### [Your goal]
Would you retype, word for word, the line with "Find: woman's nose" and every line after it through the end of the records below?

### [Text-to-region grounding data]

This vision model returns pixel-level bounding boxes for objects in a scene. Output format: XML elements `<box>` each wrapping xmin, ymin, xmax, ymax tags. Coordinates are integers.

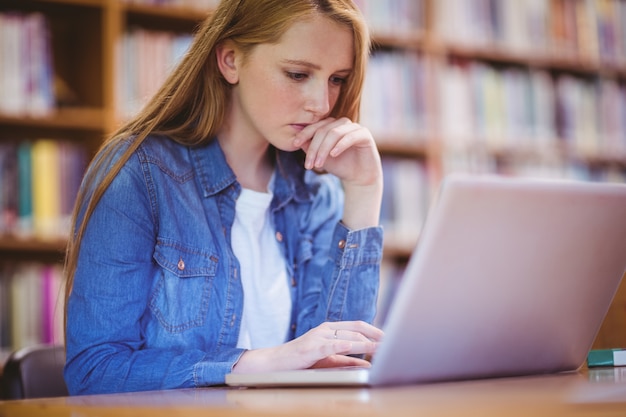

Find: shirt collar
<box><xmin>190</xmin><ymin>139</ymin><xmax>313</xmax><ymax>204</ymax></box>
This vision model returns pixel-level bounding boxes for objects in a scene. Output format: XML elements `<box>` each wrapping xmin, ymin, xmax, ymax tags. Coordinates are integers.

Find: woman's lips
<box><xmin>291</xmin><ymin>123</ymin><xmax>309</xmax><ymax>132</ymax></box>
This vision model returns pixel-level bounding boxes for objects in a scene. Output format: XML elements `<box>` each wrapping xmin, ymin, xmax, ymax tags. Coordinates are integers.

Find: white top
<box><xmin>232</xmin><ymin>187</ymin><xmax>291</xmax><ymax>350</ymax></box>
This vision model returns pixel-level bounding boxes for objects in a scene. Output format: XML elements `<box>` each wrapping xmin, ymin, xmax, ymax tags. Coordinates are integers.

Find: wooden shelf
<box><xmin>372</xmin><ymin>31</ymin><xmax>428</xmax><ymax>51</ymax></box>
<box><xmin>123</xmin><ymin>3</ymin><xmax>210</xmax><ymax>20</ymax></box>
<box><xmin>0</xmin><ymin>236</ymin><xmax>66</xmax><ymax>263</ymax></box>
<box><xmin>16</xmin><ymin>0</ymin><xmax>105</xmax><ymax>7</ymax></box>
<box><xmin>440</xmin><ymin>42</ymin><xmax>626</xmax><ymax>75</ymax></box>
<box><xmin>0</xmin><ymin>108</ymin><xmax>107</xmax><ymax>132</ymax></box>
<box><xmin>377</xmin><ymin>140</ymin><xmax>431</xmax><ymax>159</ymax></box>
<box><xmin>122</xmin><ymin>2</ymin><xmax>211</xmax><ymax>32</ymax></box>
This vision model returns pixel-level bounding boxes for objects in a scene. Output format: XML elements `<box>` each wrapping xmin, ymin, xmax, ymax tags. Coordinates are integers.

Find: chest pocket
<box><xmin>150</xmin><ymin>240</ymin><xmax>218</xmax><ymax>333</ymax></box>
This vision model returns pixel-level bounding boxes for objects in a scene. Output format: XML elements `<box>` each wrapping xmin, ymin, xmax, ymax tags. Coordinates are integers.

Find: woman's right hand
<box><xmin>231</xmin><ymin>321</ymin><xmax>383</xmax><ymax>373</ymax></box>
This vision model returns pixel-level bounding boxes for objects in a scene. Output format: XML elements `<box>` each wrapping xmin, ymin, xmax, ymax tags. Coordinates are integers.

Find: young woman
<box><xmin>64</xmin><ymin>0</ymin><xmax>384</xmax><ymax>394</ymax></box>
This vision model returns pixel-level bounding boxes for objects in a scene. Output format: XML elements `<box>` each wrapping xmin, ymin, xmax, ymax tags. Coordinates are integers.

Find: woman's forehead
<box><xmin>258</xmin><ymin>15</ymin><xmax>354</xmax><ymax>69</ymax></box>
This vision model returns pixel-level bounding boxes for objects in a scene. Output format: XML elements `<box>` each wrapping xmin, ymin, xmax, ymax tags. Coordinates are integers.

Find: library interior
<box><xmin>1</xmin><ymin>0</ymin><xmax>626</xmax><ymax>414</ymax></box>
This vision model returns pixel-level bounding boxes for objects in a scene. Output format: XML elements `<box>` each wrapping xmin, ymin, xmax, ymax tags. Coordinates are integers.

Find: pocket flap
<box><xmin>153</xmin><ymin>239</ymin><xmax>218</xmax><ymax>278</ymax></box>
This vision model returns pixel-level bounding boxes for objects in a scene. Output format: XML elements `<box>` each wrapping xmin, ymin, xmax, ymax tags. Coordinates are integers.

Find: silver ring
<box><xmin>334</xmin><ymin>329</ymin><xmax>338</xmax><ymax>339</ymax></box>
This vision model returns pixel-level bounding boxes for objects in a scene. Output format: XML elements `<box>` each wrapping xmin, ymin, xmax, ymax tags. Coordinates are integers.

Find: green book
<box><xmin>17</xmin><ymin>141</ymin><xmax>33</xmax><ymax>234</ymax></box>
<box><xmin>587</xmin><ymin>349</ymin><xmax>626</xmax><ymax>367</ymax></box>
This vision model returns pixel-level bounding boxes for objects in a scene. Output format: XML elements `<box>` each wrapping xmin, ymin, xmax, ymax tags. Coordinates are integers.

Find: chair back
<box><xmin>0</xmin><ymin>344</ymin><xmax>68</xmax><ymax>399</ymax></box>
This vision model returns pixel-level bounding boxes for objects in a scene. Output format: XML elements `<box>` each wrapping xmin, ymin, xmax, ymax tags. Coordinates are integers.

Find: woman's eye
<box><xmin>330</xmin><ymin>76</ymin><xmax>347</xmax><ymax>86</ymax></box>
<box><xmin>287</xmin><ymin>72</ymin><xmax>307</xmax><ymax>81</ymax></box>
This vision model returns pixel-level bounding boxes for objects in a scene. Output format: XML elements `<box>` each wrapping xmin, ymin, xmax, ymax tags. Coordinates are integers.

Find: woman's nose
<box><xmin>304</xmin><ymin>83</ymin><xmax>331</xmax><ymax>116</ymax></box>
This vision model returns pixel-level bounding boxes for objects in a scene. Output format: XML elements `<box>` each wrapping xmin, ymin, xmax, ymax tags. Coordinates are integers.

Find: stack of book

### [Answer box]
Find: woman's nose
<box><xmin>304</xmin><ymin>83</ymin><xmax>331</xmax><ymax>116</ymax></box>
This vision model returns pixel-level bounding boxes for objects in a scene. Output format: XML elements `<box>` each wrapping xmin, ymin, xmax, ymax tags. Coordinates are integers.

Find: stack of book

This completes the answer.